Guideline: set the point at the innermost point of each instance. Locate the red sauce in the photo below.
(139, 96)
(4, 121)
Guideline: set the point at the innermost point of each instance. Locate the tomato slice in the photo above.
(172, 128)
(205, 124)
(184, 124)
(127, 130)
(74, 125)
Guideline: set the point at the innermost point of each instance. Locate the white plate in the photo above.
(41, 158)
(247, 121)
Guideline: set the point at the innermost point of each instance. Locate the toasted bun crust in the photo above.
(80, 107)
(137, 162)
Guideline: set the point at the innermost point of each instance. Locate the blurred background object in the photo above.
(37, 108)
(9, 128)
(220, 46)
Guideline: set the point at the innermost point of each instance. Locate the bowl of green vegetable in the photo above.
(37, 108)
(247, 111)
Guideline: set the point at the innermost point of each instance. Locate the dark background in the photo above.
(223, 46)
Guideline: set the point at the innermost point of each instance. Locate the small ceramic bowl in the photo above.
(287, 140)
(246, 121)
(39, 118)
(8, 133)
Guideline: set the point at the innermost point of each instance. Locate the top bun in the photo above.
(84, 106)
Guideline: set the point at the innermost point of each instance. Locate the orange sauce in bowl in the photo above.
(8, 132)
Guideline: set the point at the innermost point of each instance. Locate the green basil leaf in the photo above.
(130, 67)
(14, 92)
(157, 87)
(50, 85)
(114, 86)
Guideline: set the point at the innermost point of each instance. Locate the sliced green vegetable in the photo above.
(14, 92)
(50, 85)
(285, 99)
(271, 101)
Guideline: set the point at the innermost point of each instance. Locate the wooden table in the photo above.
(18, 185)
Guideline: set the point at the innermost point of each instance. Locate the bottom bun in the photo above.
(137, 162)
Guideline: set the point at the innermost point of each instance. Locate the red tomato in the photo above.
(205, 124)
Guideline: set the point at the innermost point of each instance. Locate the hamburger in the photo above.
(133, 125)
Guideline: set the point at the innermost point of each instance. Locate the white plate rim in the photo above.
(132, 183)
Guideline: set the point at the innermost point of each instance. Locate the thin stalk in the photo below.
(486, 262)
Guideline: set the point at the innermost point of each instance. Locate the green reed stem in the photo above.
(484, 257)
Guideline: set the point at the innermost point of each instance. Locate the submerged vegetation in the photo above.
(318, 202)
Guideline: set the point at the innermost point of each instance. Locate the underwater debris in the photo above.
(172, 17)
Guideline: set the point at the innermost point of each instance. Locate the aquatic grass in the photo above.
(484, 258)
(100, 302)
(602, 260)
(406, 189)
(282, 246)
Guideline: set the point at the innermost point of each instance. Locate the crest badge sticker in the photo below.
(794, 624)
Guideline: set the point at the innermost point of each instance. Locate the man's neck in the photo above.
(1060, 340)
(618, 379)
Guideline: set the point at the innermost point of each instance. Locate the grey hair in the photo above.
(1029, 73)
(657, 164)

> **To do**
Copy out every item above line for line, without changing a single character.

> **Solution for this problem**
Guideline: set the point at the innermost point of each instance. Locate the red sauce in the photo below.
(139, 96)
(4, 121)
Guideline: set the point at the innermost point of each instance. Locate the tomato slice in the photo above.
(172, 128)
(205, 124)
(184, 124)
(127, 130)
(74, 125)
Guideline: set the point at the innermost point of each instance. Locate the white plate in the photo above.
(41, 158)
(247, 121)
Guideline: set the point at the innermost point of each instance. Locate the toasted bun crust in the photo above.
(80, 107)
(137, 162)
Guideline: set the point at the innermost point of each instance. Locate the blurred background object in the photo above.
(37, 108)
(9, 128)
(220, 46)
Guideline: set the point at the innermost point of each instance. Locate the bowl of green vegetable in the photo above.
(37, 108)
(247, 111)
Guideline: set the point at the innermost point of each instance. Locate the dark background in the photo above.
(223, 46)
Guideline: set the point at the innermost point of each instance. Locate the small ceramic bowl in the photo above.
(287, 140)
(246, 121)
(39, 118)
(8, 133)
Guideline: set the point at the innermost point of each instance. Locate the top bun in the photo above.
(84, 106)
Guideline: set the point at the innermost point of each instance. Locate the orange sauce in bowl in the photo above.
(8, 132)
Guideline: set the point at the innermost point of each instance. Locate the green basil leaf in the photo above.
(130, 67)
(14, 92)
(157, 87)
(50, 85)
(114, 86)
Guideline: set the point at the innermost point of each instance. Locate the sliced green vegetable in the photo above.
(14, 92)
(50, 85)
(285, 99)
(271, 101)
Guideline: set the point at the innermost point of each instance. Locate the wooden table in the photo above.
(18, 185)
Guideline: set the point at the innermost point of each instance. Locate the bottom bun in the photo above.
(137, 162)
Guideline: set the point at the innermost point of each instance. Locate the red tomato in the photo above.
(205, 124)
Guideline: set the point at the innermost point of each instance. Locate the hamburger in the photo above.
(133, 125)
Guideline: set the point at the innermost point of each instance. Locate the white plate rim in the photo above.
(132, 183)
Guideline: set the point at the innermost point of each instance. Locate the thin stalk in the photo below.
(486, 262)
Guideline: set the point at the innermost point of each instance. Locate the green reed stem in the photo above.
(484, 257)
Guideline: set the point at the innermost point of each instance. Locate the submerged vegetation in the photo above.
(318, 202)
Guideline: set the point at the innermost point of each instance. Locate the underwater debris in the photo above.
(172, 17)
Guideline: set the point at the innermost point of each instance. Locate the aquatic grass in the photo above.
(484, 258)
(100, 302)
(602, 260)
(406, 189)
(282, 246)
Guideline: set the point at the innermost point of each instance. Locate the crest badge sticker in the photo below.
(794, 624)
Guideline: set the point at the innermost point of each instance. Locate the man's neck in the photo above.
(1060, 340)
(618, 379)
Guideline: set the point at the innermost point of each instance. Locate the grey hair in the photo above.
(1029, 73)
(657, 164)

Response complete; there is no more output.